▸ **What this task involves**
Rewrite the entire listing below as a numbered list, leaving out any blank lines.

▸ **Data for this exercise**
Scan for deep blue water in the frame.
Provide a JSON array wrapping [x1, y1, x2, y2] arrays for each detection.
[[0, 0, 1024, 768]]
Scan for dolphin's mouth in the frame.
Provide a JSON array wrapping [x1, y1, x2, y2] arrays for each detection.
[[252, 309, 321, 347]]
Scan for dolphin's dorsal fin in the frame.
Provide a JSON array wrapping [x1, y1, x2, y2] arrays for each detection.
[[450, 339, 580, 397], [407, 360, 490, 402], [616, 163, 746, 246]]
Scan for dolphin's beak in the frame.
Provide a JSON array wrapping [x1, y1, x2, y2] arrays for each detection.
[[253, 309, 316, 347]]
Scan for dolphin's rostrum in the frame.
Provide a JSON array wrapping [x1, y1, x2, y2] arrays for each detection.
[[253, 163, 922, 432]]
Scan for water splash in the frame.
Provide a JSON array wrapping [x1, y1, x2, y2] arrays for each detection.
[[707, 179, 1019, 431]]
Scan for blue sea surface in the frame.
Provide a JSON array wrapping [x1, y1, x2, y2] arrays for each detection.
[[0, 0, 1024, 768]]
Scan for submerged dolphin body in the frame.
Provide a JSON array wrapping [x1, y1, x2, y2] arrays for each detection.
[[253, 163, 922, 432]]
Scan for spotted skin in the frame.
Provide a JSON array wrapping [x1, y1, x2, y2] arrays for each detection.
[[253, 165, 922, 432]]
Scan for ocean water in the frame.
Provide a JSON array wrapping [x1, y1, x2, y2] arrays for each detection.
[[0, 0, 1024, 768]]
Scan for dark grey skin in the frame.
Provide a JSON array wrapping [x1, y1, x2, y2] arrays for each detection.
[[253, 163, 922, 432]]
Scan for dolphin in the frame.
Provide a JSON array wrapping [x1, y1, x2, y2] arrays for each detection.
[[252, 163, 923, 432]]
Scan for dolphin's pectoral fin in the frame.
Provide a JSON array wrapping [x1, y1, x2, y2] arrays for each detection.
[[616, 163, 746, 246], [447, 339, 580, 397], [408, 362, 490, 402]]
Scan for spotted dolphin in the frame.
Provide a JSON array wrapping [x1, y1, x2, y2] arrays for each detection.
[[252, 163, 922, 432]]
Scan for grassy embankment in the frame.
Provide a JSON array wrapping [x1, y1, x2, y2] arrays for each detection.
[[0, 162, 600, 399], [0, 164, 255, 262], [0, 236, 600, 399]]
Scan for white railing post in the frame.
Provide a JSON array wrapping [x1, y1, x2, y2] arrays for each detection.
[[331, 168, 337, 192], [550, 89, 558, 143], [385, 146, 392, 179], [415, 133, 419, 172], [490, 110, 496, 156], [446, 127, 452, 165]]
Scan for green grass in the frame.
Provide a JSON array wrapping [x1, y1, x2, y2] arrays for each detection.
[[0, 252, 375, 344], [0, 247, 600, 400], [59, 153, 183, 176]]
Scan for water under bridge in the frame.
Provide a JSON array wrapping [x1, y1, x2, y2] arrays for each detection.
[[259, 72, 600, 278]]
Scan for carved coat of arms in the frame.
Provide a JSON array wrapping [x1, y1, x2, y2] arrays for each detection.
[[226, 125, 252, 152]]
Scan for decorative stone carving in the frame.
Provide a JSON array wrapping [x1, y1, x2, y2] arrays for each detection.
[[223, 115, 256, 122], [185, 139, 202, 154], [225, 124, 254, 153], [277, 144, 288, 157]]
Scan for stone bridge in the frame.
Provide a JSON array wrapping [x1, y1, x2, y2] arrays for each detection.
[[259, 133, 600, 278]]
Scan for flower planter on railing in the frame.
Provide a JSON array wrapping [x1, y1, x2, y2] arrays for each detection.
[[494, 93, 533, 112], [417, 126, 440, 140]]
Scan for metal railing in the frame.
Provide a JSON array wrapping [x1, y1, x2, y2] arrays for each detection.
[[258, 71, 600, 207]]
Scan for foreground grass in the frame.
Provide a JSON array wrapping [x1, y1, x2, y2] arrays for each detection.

▸ **Output of the exercise**
1. Scan for deep blue water in the frame.
2. Provide a JSON array wrapping [x1, y1, x2, y2] arrays for each detection.
3. [[0, 0, 1024, 768]]
4. Scan for dolphin's mouth in the frame.
5. Provide a JSON array wrapping [x1, y1, x2, y2] arrays for each detection.
6. [[252, 309, 321, 347]]
7. Scan for dolphin's dorsal fin in the frame.
8. Provide a JSON array wrapping [x1, y1, x2, y2] arrays for each detection.
9. [[450, 339, 580, 397], [407, 360, 490, 402], [616, 163, 746, 246]]
10. Scan for dolphin's beak in the frame.
11. Provide a JSON array wrapping [x1, y1, x2, y2] arrays for each detection.
12. [[253, 309, 316, 347]]
13. Scan for dolphin's rostrum in the frame.
14. Provide a JSON array wrapping [x1, y1, x2, y2] arrays for each detection.
15. [[253, 163, 922, 432]]
16. Scan for water splash in the frame.
17. Provide a JSON array wrapping [x1, y1, x2, y2] arrays for each detection.
18. [[707, 179, 1019, 431]]
19. Scan for blue sea surface in the frame.
20. Provide a JSON array wrapping [x1, y1, x2, y2] arrays for each detection.
21. [[0, 0, 1024, 768]]
22. Scan for submerged dolphin body in the frame.
23. Provide a JSON array wrapping [x1, y1, x2, y2] arrays for each detection.
24. [[253, 163, 922, 432]]
25. Scan for spotted skin in the frame.
26. Provide a JSON array wrapping [x1, y1, x2, y2] arrays for each detection.
27. [[253, 165, 922, 432]]
28. Scan for ocean water in the frame.
29. Provide a JSON array wrapping [x1, y1, x2, y2] arrays for each detection.
30. [[0, 0, 1024, 768]]
31. Scan for dark grey skin in the frame.
32. Provide a JSON array wrapping [x1, y1, x2, y2] arrays for each detection.
33. [[253, 163, 922, 432]]
34. Scan for dolphin in the frame.
35. Provide a JSON array wrapping [x1, y1, x2, y2] arrays for each detection.
36. [[252, 163, 923, 432]]
37. Scan for dolphin's pectoral fin in the frame.
38. Provide a JSON array wrapping [x1, y1, x2, y2] arrays for each detection.
39. [[616, 163, 746, 246], [447, 339, 580, 397], [408, 362, 490, 402]]
40. Scan for spotted dolphin in the frame.
41. Provide a JSON array wrapping [x1, y1, x2, y2] arrays for each detection.
42. [[252, 163, 922, 432]]
43. Scan for grassy embankment in the frame.
44. Provide a JSON array wrapping [x1, y1, x2, y2] arrays for each detection.
45. [[0, 162, 600, 399], [0, 164, 255, 262], [0, 236, 600, 399]]
46. Scan for white railing post in the frame.
47. Provide a JSON array wrapping [x1, y1, x2, y2] arrays for each detection.
48. [[331, 168, 337, 192], [550, 89, 558, 143], [385, 146, 392, 179], [415, 133, 419, 172], [490, 110, 496, 156], [446, 127, 452, 165]]
49. Scan for green grass in the frame.
50. Provide a JSON array wrapping [x1, y1, x2, y2] arrays for each detection.
51. [[0, 252, 375, 344], [0, 247, 600, 400], [59, 153, 183, 176]]
52. Scan for water under bridge in the frame.
53. Provide a JSON array wrapping [x1, y1, x2, y2] arrays for each detection.
54. [[259, 72, 600, 278]]
55. Scan for carved coat of arms in the frame.
56. Provide a JSON array wrapping [x1, y1, x2, y2] arrays for each detection.
57. [[226, 125, 252, 152]]
58. Scan for decorative stone carving in the frame.
59. Provide a JSON array wrapping [x1, y1, x2, y2] arrays for each detection.
60. [[223, 115, 256, 122], [185, 139, 202, 154], [225, 124, 254, 153], [277, 144, 288, 157]]
61. Scan for stone bridge in the frame.
62. Provide a JSON array wrapping [x1, y1, x2, y2] arrays for each detection.
63. [[259, 133, 600, 278]]
64. Scan for flower planter on railing in the frame.
65. Provide a JSON array wrapping [x1, y1, x2, y2] arrays for each detection.
66. [[494, 93, 533, 112], [417, 126, 440, 140]]
67. Scan for metal railing in the frame.
68. Provide a JSON array wrapping [x1, y1, x2, y2] arrays for each detection.
69. [[258, 71, 600, 207]]
70. Scan for foreground grass in the frame.
71. Provide a JSON array wrapping [x1, y1, x2, y2] arrays for each detection.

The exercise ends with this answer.